**WRITTEN TASK**
Beginning with the line that holds "the bird's blue-gray", set down each line of the data below through the very last, exactly as given, and nothing beyond that.

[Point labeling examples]
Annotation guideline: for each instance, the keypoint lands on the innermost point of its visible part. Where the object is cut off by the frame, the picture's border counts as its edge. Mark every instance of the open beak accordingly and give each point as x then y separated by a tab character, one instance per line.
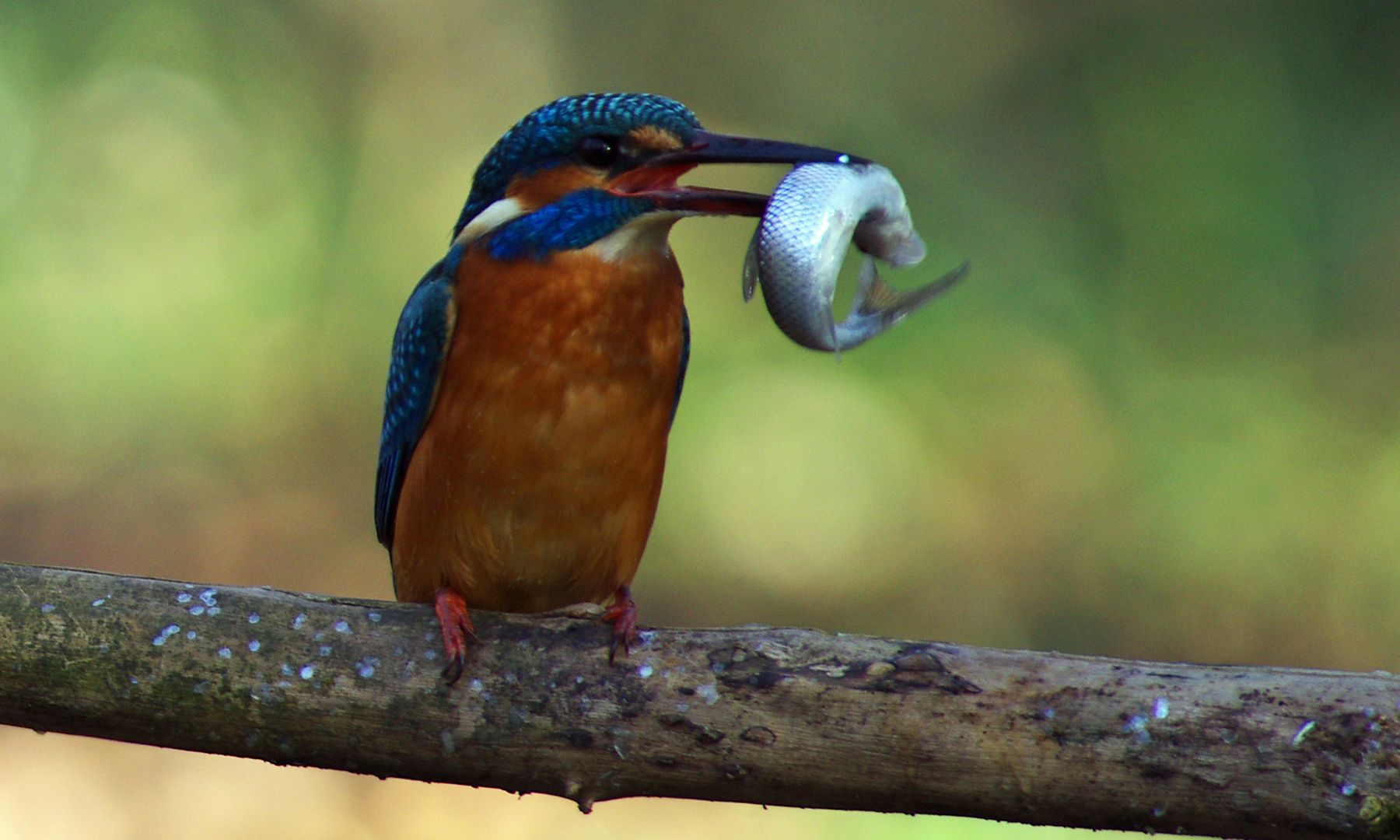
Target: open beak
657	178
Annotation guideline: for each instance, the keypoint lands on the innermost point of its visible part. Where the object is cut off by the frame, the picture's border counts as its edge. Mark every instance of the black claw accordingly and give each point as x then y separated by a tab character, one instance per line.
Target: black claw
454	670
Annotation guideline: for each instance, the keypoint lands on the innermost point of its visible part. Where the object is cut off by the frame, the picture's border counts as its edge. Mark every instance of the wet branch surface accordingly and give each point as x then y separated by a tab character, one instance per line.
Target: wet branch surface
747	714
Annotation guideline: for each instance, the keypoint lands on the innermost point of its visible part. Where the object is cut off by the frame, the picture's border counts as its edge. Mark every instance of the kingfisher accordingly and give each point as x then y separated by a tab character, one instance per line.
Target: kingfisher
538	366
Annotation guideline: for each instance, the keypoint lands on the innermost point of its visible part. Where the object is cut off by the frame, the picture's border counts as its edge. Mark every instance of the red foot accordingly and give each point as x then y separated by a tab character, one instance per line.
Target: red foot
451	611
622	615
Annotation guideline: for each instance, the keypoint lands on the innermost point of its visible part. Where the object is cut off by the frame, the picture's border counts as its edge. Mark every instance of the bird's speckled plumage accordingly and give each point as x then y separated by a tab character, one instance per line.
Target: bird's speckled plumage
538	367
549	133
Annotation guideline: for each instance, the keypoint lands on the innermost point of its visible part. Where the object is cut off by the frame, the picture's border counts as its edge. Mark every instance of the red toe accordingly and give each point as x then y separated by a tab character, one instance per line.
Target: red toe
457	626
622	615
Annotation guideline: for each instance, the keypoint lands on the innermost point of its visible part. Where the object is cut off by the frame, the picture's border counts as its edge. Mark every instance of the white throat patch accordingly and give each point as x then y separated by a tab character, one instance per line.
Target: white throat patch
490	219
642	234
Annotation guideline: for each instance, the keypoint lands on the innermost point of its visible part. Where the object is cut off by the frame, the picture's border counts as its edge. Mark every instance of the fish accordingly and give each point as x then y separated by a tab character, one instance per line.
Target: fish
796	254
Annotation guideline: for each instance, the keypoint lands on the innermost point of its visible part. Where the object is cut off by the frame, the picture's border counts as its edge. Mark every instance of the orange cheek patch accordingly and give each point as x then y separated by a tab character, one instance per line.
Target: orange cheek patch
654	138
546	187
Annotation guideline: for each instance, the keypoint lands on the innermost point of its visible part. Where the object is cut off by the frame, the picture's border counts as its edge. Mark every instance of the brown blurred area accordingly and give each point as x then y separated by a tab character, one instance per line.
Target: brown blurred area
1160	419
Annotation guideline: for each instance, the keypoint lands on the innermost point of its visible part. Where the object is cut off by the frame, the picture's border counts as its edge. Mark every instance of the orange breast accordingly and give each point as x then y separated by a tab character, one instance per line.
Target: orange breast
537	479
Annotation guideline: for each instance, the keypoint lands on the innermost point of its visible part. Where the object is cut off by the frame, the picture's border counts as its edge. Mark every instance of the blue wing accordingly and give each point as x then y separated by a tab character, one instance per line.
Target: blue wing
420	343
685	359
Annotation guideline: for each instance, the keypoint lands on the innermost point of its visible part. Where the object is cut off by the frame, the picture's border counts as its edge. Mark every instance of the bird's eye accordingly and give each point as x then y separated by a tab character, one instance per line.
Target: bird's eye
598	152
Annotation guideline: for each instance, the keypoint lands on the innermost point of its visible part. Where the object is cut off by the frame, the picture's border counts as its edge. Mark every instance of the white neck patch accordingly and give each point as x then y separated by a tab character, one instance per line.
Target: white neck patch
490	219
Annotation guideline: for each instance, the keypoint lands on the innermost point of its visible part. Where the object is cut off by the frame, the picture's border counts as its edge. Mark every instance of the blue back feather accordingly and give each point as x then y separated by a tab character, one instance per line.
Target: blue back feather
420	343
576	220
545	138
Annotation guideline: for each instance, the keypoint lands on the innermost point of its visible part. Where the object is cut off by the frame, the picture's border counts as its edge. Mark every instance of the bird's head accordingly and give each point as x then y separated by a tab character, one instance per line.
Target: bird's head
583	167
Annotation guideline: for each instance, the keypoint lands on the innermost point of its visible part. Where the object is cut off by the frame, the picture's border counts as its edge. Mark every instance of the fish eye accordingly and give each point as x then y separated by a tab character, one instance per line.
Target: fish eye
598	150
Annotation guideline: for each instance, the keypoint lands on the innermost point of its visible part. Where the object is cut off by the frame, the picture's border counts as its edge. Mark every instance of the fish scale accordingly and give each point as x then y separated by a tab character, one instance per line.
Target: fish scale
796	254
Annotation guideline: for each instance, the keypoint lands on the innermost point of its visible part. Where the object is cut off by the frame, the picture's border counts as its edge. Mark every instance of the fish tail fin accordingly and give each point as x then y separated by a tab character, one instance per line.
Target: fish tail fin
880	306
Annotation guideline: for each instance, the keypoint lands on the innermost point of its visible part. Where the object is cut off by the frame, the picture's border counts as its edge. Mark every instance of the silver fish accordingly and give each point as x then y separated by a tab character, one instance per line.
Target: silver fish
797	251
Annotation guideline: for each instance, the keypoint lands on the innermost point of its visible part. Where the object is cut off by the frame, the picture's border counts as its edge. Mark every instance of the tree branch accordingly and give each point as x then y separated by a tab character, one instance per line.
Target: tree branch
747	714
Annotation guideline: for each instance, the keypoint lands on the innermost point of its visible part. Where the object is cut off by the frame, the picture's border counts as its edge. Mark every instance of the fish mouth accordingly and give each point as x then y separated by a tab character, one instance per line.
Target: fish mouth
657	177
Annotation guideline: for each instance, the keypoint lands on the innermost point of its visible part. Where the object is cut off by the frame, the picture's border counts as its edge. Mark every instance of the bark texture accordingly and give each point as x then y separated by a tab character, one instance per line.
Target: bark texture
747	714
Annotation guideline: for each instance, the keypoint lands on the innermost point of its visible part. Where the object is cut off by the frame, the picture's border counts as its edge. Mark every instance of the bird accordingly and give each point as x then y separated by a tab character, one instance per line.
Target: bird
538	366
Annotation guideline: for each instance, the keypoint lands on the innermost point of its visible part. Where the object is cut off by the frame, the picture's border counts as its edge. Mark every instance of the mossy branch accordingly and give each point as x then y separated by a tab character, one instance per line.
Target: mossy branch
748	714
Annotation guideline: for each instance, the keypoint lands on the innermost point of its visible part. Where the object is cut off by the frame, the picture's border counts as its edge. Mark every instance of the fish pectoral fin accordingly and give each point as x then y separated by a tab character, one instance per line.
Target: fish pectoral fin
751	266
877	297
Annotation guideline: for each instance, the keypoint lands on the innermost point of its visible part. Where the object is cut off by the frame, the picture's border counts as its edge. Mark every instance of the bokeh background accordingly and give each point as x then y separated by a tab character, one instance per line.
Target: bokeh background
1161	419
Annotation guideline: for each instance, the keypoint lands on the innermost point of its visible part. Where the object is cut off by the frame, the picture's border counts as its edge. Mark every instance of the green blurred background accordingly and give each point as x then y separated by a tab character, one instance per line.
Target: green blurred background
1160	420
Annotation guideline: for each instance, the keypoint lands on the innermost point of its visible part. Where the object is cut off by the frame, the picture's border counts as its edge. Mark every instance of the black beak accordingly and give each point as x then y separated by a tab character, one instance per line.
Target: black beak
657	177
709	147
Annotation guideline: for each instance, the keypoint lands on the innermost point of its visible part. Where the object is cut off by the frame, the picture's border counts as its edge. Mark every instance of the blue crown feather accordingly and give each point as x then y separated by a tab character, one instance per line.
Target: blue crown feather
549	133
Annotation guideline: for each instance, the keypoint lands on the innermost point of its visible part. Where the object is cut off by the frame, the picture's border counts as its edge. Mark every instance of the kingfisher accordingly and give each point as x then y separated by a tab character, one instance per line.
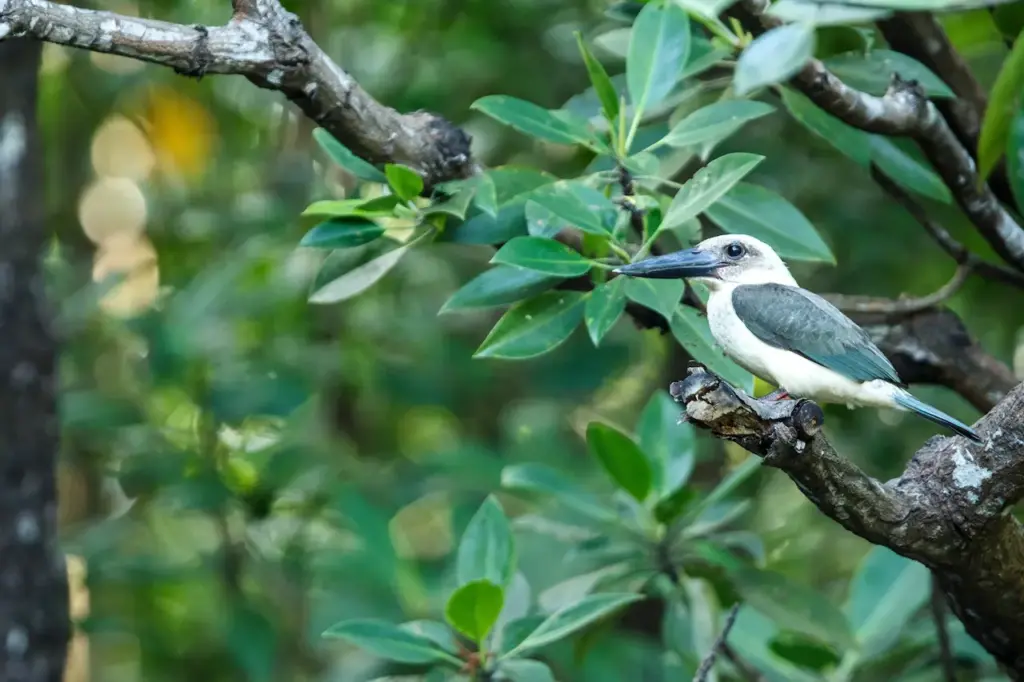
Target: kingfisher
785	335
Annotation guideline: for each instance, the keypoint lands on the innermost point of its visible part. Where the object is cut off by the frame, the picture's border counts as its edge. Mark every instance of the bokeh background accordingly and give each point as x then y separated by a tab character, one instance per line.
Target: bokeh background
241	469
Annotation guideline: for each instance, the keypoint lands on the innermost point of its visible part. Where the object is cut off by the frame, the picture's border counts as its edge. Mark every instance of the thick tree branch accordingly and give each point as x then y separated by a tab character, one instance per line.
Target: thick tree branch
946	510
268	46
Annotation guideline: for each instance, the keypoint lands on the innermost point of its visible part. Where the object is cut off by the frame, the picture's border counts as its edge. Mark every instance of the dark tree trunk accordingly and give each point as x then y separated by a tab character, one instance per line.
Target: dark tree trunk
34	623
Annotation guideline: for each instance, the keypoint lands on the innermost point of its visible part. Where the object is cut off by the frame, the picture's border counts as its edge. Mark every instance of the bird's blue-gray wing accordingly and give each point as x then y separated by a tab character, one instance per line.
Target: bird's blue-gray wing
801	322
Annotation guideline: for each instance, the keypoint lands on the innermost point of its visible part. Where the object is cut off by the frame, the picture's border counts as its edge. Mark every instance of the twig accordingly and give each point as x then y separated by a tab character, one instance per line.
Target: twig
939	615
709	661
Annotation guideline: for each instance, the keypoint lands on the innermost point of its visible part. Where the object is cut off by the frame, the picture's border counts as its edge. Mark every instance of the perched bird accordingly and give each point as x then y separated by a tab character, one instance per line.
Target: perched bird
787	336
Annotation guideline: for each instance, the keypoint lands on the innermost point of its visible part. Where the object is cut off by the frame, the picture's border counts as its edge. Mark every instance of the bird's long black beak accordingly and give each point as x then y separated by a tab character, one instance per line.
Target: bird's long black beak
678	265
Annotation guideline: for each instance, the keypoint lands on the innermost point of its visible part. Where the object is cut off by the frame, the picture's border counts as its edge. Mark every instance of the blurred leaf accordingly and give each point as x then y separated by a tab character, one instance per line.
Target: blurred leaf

**THE REPLY**
Annotation guideline: for each instance, the keypoint lands on the innermost point of its visible part. Where the object is cut off by the frame, the picture's border counts as its edge. Mark every instance of the bird's blue-gray wing accordingly and give each point as x then y separated by a tab character, one instance per line.
Target: bird's blue-gray wing
801	322
Annotation guideline: for each instance, the keypoint lands on the innermost point of its visible part. Where the object is cut off by the frame, the picture's border counts as its edge. Mark every instance of the twig accordingly and give each point as x then y separated by a tab character, one instance per line.
Target: twig
939	615
709	661
Annotation guideline: for each instance, the keypoint lands on the innermost point of its visible part. Where the object is cut off by the frame, the picture's border counts as its edge. Mark every instance of the perched bird accordingly and give each point as x then y separated by a tab character, one instance per line.
Target: perched bird
787	336
Annotation guideline: for each instance, the keypoint lands on the innermost point of its visible part. Where the object is cut off by the frame, the picture's border counts as its edge. Mark every instance of the bird's long black beak accordingly and give each point as x then y separated by a tab character, one instance per line.
Target: bird's long black beak
678	265
Annotation guideline: for each instance, the keypoint lands on the innermost point of its visible part. Where the object is cut off by the frame, the picture's border counts as its edge. Mark every instance of the blurred leaf accordingly and give each point as x then y separated by a tab character, one instance per line.
Target: blurred leaf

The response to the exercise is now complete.